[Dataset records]
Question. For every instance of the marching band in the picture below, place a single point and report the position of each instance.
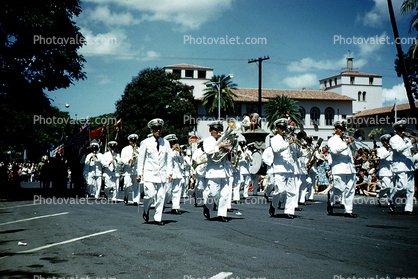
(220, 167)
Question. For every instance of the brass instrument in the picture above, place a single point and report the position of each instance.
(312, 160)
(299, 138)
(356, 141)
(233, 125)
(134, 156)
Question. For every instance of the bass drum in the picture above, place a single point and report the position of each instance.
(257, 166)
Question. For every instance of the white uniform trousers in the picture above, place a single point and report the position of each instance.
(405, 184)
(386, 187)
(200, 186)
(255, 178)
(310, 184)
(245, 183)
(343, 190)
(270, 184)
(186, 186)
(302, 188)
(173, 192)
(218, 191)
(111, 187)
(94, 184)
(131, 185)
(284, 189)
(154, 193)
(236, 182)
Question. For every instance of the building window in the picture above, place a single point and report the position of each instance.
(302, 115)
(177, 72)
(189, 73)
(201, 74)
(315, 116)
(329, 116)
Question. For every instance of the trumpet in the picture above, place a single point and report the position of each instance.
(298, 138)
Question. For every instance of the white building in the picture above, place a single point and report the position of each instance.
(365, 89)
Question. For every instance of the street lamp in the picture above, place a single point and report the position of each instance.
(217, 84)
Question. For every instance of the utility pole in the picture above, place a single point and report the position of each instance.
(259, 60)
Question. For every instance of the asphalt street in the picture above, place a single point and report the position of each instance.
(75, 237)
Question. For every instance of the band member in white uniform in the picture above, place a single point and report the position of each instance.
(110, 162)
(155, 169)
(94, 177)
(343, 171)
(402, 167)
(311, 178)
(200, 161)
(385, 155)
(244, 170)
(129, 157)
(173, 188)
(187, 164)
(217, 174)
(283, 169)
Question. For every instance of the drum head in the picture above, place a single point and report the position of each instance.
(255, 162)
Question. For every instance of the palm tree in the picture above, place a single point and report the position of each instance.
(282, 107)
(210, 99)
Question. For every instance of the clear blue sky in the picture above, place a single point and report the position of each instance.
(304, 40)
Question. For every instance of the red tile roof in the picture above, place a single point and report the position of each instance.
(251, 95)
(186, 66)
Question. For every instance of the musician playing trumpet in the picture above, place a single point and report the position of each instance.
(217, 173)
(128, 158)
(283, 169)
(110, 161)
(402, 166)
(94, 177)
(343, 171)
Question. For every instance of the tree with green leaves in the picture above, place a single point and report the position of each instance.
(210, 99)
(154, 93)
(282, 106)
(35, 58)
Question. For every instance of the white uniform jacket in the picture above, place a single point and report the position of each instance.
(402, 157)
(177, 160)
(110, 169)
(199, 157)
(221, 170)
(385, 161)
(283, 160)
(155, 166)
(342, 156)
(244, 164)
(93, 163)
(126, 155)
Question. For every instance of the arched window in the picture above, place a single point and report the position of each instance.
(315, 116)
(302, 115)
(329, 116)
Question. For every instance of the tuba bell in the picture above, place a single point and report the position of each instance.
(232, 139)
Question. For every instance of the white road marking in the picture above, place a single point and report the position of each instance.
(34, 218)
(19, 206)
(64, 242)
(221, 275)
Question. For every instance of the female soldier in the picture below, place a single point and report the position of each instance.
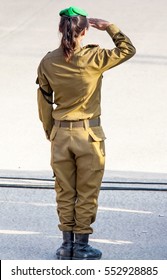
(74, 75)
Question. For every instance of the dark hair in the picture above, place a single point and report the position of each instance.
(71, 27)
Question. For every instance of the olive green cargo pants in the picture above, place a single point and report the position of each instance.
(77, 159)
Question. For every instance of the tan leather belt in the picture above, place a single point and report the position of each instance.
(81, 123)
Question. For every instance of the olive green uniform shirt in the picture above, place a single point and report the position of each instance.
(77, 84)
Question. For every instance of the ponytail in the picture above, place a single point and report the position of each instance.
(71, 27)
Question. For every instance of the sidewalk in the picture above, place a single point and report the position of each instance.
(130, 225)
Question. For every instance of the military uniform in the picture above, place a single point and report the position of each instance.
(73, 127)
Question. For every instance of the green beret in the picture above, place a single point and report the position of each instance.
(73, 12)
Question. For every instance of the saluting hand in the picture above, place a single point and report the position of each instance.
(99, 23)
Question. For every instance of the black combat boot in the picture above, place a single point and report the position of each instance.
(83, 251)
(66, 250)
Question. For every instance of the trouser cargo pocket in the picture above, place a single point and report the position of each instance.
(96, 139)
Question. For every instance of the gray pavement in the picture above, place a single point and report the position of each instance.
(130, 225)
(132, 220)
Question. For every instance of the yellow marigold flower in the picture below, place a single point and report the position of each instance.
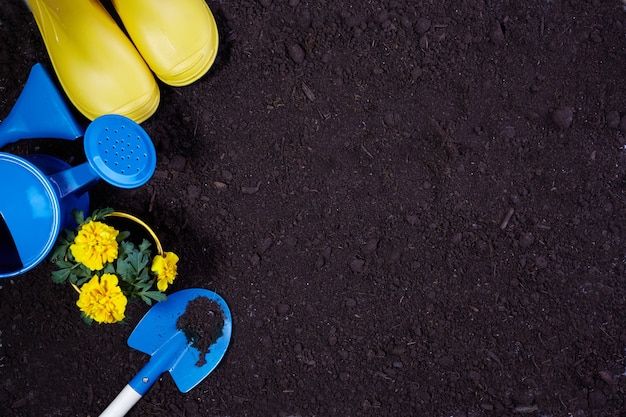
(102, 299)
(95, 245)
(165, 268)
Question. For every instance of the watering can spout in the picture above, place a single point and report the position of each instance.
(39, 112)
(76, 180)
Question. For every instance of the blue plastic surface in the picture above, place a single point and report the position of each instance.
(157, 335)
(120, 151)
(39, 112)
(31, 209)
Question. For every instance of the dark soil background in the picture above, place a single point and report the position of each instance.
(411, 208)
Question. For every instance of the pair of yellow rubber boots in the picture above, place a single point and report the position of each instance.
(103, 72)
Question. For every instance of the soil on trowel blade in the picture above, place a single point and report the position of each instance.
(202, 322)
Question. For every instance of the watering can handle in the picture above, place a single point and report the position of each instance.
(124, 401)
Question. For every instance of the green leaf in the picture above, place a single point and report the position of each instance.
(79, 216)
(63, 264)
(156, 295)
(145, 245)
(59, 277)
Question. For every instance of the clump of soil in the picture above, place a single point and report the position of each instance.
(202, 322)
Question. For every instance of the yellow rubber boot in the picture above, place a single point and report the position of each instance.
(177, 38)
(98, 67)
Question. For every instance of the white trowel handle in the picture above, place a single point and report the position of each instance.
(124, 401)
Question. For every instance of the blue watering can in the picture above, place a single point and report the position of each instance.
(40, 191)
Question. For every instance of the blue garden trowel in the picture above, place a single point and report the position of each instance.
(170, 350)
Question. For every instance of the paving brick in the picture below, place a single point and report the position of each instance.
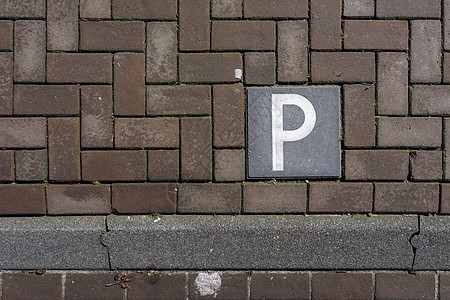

--

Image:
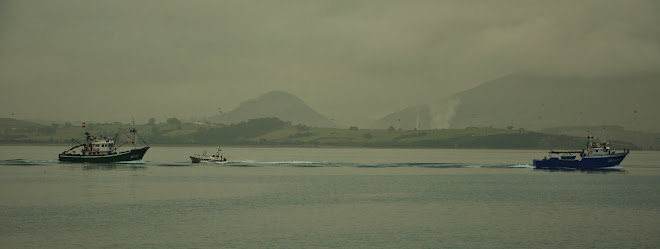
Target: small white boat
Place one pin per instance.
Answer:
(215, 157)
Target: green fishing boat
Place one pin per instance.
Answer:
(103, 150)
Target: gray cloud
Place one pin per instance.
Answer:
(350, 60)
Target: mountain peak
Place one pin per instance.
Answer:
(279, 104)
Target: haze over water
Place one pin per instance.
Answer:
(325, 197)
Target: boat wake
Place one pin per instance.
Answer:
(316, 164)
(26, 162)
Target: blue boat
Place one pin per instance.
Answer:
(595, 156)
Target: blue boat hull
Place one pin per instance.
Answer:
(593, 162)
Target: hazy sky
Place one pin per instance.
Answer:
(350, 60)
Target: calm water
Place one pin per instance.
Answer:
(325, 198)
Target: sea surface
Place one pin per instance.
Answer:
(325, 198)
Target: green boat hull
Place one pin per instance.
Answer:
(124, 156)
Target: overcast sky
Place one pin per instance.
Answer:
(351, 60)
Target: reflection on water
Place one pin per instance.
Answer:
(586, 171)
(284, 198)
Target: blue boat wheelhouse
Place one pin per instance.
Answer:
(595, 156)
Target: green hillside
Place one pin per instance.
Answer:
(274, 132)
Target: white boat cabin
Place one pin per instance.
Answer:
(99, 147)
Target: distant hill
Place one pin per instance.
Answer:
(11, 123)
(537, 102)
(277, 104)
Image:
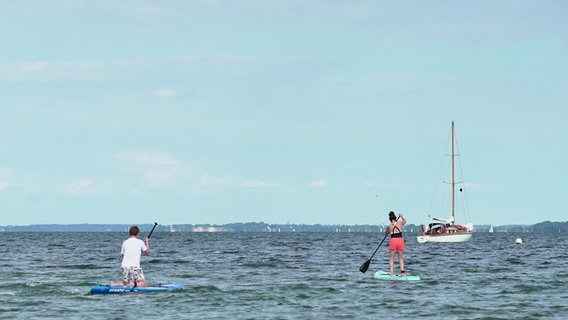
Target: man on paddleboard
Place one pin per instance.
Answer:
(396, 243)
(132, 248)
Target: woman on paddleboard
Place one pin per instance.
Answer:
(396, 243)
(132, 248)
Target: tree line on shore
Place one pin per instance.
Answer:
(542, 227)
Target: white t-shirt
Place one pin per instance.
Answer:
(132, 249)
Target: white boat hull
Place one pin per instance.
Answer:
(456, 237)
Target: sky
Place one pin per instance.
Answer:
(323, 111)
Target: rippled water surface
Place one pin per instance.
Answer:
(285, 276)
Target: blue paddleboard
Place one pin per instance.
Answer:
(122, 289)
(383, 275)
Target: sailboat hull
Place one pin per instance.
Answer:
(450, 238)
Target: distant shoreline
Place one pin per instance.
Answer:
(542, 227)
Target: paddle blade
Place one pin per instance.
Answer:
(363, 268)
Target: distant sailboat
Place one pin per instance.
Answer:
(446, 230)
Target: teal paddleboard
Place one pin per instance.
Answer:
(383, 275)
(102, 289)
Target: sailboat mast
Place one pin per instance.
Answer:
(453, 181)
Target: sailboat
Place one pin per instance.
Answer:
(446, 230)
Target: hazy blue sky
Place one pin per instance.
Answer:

==

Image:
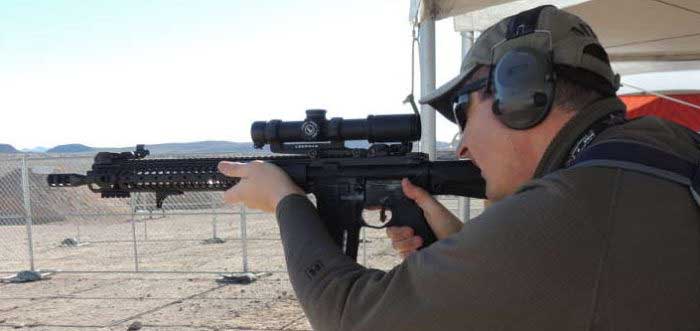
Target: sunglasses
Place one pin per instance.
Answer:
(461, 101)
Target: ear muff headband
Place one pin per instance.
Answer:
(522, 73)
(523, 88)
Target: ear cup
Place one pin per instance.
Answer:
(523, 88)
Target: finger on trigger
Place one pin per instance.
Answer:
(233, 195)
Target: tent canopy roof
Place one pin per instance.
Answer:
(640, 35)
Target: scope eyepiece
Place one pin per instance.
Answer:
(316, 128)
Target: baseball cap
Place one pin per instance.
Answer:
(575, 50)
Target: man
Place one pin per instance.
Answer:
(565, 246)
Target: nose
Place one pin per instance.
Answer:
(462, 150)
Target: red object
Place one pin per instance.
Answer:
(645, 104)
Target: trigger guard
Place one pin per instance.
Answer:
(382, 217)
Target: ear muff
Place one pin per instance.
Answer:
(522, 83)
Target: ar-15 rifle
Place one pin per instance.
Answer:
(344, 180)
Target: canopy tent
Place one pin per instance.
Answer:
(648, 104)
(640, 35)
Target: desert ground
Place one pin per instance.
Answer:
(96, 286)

§ **Instructions to follow**
Scale the records above, starting at the line containing "Question. For every instance of the blue garden" and ending at the line containing "Question. For every instance of the paving". Write out only those lines again with their wording unchanged, multiplying every point coordinate in the answers by 2.35 and rounding to whole numbers, with halves rounded up.

§ **Exercise result**
Question. For every instance of the blue garden trowel in the picture above, place a single point and report the position of each instance.
(400, 823)
Question. For every instance of the paving brick in the picture below, place a single point and report the position of each instance.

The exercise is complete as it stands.